● TASK TO COMPLETE
Rewrite the records below, substituting "timber surface pattern" for every occurrence of "wood grain texture" and leaving everything else unchanged.

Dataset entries

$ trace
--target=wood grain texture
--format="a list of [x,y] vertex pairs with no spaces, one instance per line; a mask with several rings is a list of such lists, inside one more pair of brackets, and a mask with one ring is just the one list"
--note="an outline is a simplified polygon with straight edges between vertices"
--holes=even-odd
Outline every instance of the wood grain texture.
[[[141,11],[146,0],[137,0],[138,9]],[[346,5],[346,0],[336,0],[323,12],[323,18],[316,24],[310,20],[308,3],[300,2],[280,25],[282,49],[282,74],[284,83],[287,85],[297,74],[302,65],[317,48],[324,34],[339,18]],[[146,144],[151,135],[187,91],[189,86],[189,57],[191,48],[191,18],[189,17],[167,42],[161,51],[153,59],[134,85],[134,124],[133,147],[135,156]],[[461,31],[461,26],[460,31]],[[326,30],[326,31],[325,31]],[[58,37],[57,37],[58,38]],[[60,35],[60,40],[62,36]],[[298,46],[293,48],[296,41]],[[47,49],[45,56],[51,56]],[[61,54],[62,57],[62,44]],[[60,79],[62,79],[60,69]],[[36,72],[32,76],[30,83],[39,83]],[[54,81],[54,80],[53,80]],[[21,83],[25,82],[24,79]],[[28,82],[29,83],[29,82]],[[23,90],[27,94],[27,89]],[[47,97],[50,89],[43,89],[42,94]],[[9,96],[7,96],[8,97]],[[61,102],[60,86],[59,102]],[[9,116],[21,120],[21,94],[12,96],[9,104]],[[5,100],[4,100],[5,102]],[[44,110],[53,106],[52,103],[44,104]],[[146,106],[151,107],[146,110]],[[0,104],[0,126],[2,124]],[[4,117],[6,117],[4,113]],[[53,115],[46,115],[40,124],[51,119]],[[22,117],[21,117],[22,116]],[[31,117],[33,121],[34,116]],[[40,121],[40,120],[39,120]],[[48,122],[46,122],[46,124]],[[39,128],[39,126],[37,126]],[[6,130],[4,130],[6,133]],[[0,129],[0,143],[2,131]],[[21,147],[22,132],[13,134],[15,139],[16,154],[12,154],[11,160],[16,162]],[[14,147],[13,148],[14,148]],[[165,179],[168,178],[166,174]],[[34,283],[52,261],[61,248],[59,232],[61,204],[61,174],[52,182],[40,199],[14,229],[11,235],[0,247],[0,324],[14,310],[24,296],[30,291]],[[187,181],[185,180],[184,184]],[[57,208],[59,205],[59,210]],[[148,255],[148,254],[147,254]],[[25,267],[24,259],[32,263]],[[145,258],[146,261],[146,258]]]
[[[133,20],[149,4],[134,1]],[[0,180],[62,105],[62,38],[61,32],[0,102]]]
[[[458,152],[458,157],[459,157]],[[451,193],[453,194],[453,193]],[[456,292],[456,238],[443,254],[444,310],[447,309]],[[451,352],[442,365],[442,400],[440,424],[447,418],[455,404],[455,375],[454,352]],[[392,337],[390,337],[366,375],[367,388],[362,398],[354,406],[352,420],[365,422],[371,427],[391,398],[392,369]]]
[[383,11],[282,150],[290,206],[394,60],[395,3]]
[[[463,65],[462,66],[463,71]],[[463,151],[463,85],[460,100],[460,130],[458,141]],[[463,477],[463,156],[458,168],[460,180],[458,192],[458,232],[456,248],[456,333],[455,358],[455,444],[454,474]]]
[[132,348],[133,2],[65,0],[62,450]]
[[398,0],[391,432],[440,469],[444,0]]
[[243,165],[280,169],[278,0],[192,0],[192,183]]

● ANSWER BELOW
$ trace
--target=timber surface pattern
--format="a list of [x,y] vertex pairs with no spaces, one instance per line; a mask with several rings is a list of such lists, inside one more pair of brackets, and a mask with one ring is just the one list"
--note="an outline is a simplified polygon with straight edges between vertices"
--holes=even-odd
Outline every instance of the timber surface pattern.
[[[141,11],[146,0],[137,0],[138,9]],[[346,5],[346,0],[336,0],[323,12],[323,18],[316,24],[310,20],[308,3],[300,2],[280,25],[282,49],[282,74],[284,83],[287,85],[297,74],[302,65],[317,48],[324,34],[339,18]],[[146,144],[151,135],[187,91],[189,86],[189,57],[191,48],[191,18],[189,17],[167,42],[161,51],[153,59],[134,85],[134,124],[133,147],[135,156]],[[461,31],[461,26],[460,31]],[[326,30],[326,31],[325,31]],[[58,37],[57,37],[58,38]],[[60,35],[60,40],[62,36]],[[298,46],[293,48],[296,41]],[[47,49],[45,56],[51,56]],[[61,54],[62,57],[62,44]],[[60,79],[62,79],[60,69]],[[36,72],[32,76],[30,83],[39,83]],[[54,81],[54,80],[53,80]],[[21,83],[25,82],[24,79]],[[28,82],[29,83],[29,82]],[[23,90],[27,94],[27,89]],[[47,97],[50,89],[43,89],[42,94]],[[9,96],[7,96],[8,97]],[[61,102],[60,86],[59,102]],[[9,116],[21,120],[21,94],[12,96],[9,104]],[[5,100],[4,100],[5,102]],[[44,110],[53,106],[52,103],[44,104]],[[146,106],[151,107],[146,110]],[[0,104],[0,126],[2,124]],[[4,117],[6,117],[4,113]],[[53,115],[46,115],[40,124],[51,119]],[[22,117],[21,117],[22,116]],[[31,117],[33,121],[34,116]],[[40,121],[40,120],[39,120]],[[48,122],[46,122],[46,124]],[[39,128],[39,126],[37,126]],[[6,130],[4,130],[6,133]],[[0,129],[0,143],[2,131]],[[21,147],[22,132],[13,134],[15,139],[16,154],[12,154],[11,160],[16,162]],[[14,147],[13,148],[14,148]],[[165,179],[168,178],[166,174]],[[34,283],[52,261],[61,248],[59,232],[61,204],[61,174],[52,182],[40,199],[14,229],[11,235],[0,247],[0,324],[14,310],[24,296],[30,291]],[[187,181],[185,180],[184,184]],[[57,208],[59,205],[59,210]],[[148,255],[148,254],[147,254]],[[25,267],[24,259],[32,263]],[[145,258],[146,261],[146,258]]]
[[[133,20],[149,4],[134,1]],[[0,180],[62,105],[62,38],[61,32],[0,102]]]
[[[458,152],[458,157],[459,157]],[[451,193],[453,194],[453,193]],[[456,292],[456,238],[443,254],[444,310],[447,309]],[[451,352],[442,365],[442,400],[440,424],[447,418],[455,404],[455,375],[454,352]],[[392,337],[390,337],[366,375],[367,388],[362,398],[354,406],[352,420],[365,422],[371,427],[391,398],[392,369]]]
[[383,11],[282,150],[290,206],[394,60],[395,3]]
[[[463,65],[462,66],[463,71]],[[463,151],[463,85],[460,100],[460,130],[458,141]],[[463,477],[463,156],[458,168],[460,180],[458,192],[458,232],[456,248],[456,333],[455,358],[455,444],[454,474]]]
[[132,348],[133,2],[65,0],[62,450]]
[[398,0],[391,432],[440,469],[444,0]]
[[243,165],[280,169],[278,0],[192,0],[192,183]]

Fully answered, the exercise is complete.